**Consigne**
Recopiez intégralement, sans la moindre modification, le texte sur Interlud et la logistique urbaine des Jeux Olympiques.

**Texte étudié**
:::::
X-Y.V. : Interlud est le principal programme visant à aider les collectivités et les acteurs privés à décarboner la logistique urbaine. C’est grâce à Interlud que l’on met en place avec la métropole du Grand Paris un système de logistique urbaine pour les Jeux Olympiques. Les arrêtés de circulation qui fixent les gabarits, poids et horaires de circulation ne sont pas aujourd’hui disponibles dans les logiciels d’itinéraires.
Nous allons mettre en place, à l’échelle de la petite couronne francilienne, une base de donnée nationale pour que tous les livreurs intervenant en région parisienne pendant les JO puissent gagner de la visibilité avec une solution logicielle complète JOPtimiz, développée par Interlud+. Le développement de ce système a été accéléré par les JO, avec une mobilisation évidente de toutes les fédérations professionnelles concernées et de tous les acteurs, depuis les communes jusqu’aux éditeurs de logiciels d’itinéraires.
:::::
Entrées de données enregistrées

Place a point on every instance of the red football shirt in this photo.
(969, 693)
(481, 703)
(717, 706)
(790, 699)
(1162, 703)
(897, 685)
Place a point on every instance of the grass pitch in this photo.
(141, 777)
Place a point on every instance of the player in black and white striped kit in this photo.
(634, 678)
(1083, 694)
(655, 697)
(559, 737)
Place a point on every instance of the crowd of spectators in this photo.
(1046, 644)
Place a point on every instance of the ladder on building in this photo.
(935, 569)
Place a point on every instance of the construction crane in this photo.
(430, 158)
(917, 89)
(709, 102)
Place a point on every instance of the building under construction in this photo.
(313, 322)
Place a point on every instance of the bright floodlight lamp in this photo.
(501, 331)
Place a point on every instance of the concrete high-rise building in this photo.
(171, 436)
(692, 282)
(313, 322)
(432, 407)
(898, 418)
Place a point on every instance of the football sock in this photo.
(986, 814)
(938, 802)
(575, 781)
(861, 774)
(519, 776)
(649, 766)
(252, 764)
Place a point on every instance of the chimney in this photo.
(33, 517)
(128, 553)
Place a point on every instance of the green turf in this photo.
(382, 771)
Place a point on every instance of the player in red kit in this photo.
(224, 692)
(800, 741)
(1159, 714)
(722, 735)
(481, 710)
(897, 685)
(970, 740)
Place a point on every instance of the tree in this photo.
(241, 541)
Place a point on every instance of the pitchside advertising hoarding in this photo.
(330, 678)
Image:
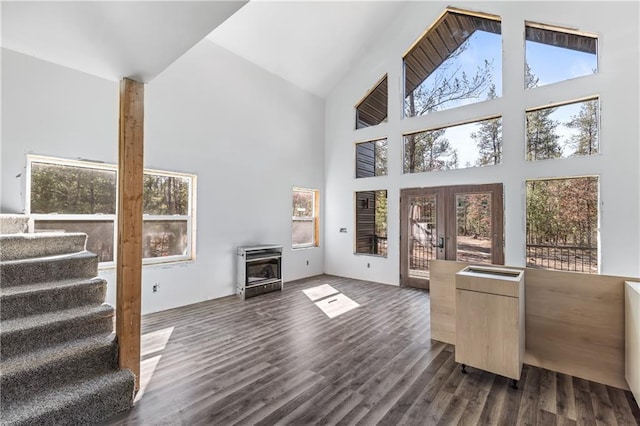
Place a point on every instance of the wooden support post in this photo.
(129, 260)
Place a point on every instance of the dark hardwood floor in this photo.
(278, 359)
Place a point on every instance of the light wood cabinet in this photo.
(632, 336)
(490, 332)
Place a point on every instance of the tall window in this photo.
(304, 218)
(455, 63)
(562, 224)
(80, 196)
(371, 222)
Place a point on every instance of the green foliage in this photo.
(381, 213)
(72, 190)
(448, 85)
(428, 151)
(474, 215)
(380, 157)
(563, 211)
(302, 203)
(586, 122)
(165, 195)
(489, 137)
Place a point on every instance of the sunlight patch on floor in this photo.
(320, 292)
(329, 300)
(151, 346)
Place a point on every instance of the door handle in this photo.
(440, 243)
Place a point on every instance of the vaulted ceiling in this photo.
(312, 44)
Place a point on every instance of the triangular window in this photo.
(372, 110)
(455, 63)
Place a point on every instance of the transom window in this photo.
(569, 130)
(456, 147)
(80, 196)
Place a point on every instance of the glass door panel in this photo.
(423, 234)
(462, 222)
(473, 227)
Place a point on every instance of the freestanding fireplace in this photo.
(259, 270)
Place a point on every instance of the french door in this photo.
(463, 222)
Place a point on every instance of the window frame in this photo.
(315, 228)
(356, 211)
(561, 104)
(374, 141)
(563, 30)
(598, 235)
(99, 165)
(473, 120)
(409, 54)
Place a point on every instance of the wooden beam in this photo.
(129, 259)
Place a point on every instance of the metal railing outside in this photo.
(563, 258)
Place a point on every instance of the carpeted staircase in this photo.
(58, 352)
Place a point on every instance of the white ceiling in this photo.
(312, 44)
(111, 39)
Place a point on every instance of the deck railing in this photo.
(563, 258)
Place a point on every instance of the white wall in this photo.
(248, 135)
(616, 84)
:::::
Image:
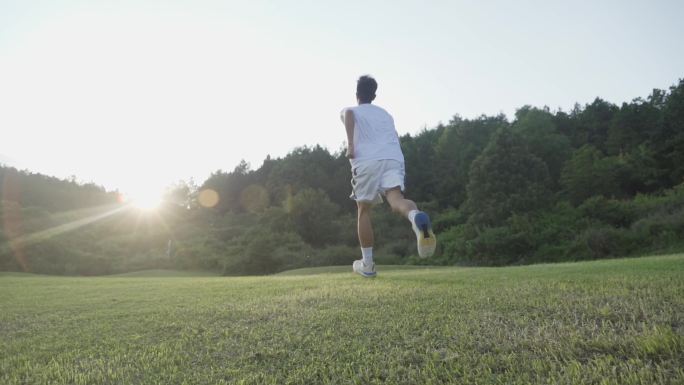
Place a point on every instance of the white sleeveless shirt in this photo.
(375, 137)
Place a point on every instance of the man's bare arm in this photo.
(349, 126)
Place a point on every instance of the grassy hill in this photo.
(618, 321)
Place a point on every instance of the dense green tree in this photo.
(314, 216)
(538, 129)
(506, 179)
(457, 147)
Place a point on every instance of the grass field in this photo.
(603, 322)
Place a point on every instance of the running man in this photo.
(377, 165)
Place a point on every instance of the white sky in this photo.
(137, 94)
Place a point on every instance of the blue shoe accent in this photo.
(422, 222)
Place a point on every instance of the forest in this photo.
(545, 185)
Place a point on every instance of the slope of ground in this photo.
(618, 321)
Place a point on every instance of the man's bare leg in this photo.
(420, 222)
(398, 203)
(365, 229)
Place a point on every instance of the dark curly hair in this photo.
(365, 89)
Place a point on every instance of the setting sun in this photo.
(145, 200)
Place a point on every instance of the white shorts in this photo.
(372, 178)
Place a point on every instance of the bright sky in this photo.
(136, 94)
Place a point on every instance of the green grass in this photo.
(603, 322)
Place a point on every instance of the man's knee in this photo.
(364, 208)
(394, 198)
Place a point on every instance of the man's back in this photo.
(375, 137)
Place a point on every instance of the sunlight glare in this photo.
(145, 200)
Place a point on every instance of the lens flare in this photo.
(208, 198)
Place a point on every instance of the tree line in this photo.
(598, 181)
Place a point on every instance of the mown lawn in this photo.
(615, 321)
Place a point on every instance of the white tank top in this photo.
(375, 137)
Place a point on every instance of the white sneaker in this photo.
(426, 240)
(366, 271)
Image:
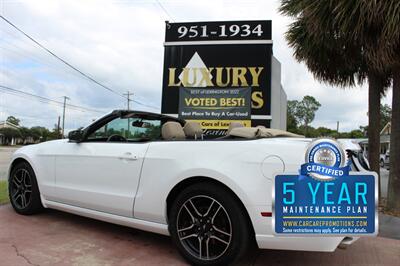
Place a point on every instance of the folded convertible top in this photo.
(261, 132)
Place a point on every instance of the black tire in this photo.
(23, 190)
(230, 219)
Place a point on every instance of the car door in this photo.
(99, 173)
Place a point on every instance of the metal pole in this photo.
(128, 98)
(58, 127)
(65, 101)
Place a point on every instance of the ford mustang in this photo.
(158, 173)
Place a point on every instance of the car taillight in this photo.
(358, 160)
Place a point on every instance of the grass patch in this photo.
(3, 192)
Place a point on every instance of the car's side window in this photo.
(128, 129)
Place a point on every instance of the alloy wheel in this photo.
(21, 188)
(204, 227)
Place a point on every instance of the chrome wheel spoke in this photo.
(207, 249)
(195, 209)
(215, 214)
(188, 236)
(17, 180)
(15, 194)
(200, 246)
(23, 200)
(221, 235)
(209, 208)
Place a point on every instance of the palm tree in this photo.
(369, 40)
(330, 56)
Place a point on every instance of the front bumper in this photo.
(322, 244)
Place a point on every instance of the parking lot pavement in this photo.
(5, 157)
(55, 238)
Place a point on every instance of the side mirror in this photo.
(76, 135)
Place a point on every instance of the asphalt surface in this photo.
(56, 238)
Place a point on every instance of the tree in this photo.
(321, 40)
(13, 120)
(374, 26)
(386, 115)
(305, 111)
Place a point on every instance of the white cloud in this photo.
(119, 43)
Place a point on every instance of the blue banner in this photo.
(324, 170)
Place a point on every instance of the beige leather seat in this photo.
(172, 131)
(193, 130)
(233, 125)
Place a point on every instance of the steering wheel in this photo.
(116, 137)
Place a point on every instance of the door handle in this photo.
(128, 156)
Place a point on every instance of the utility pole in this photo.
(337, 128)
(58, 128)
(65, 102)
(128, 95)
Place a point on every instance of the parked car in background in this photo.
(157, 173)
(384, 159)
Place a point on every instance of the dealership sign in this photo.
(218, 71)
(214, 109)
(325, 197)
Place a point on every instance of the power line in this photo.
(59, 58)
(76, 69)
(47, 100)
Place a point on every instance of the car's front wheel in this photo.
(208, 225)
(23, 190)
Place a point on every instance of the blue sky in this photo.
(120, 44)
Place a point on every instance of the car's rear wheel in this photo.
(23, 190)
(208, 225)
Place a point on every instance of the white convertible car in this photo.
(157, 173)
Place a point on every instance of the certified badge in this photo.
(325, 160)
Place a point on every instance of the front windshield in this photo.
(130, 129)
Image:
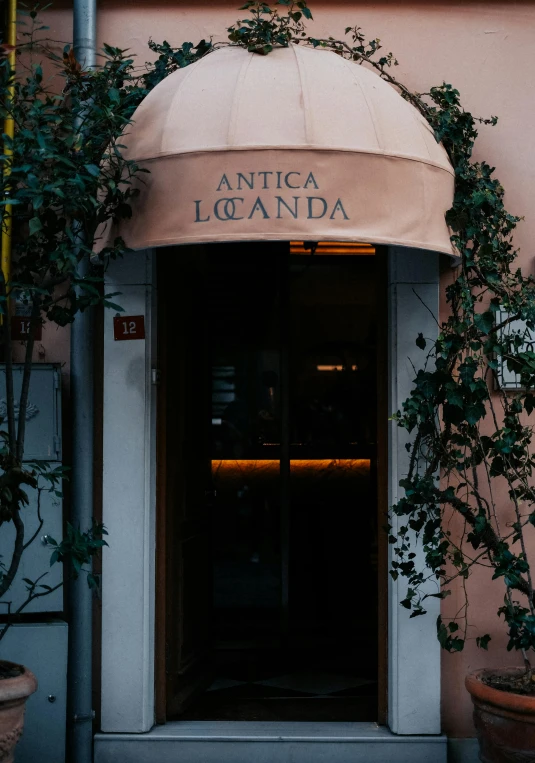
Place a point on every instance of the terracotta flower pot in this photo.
:::::
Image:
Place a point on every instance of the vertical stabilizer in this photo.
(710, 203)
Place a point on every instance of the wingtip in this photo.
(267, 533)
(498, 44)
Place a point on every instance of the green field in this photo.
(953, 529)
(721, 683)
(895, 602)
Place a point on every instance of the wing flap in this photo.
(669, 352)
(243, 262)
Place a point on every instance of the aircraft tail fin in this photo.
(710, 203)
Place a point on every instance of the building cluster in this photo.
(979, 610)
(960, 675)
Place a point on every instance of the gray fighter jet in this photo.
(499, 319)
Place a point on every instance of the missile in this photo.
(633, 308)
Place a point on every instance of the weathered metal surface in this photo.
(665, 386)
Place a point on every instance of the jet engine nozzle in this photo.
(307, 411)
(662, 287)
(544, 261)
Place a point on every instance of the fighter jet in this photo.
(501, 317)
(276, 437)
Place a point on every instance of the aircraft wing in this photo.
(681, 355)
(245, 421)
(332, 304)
:::::
**Réponse**
X-Y.V. : Interlud est le principal programme visant à aider les collectivités et les acteurs privés à décarboner la logistique urbaine. C’est grâce à Interlud que l’on met en place avec la métropole du Grand Paris un système de logistique urbaine pour les Jeux Olympiques. Les arrêtés de circulation qui fixent les gabarits, poids et horaires de circulation ne sont pas aujourd’hui disponibles dans les logiciels d’itinéraires.
Nous allons mettre en place, à l’échelle de la petite couronne francilienne, une base de donnée nationale pour que tous les livreurs intervenant en région parisienne pendant les JO puissent gagner de la visibilité avec une solution logicielle complète JOPtimiz, développée par Interlud+. Le développement de ce système a été accéléré par les JO, avec une mobilisation évidente de toutes les fédérations professionnelles concernées et de tous les acteurs, depuis les communes jusqu’aux éditeurs de logiciels d’itinéraires.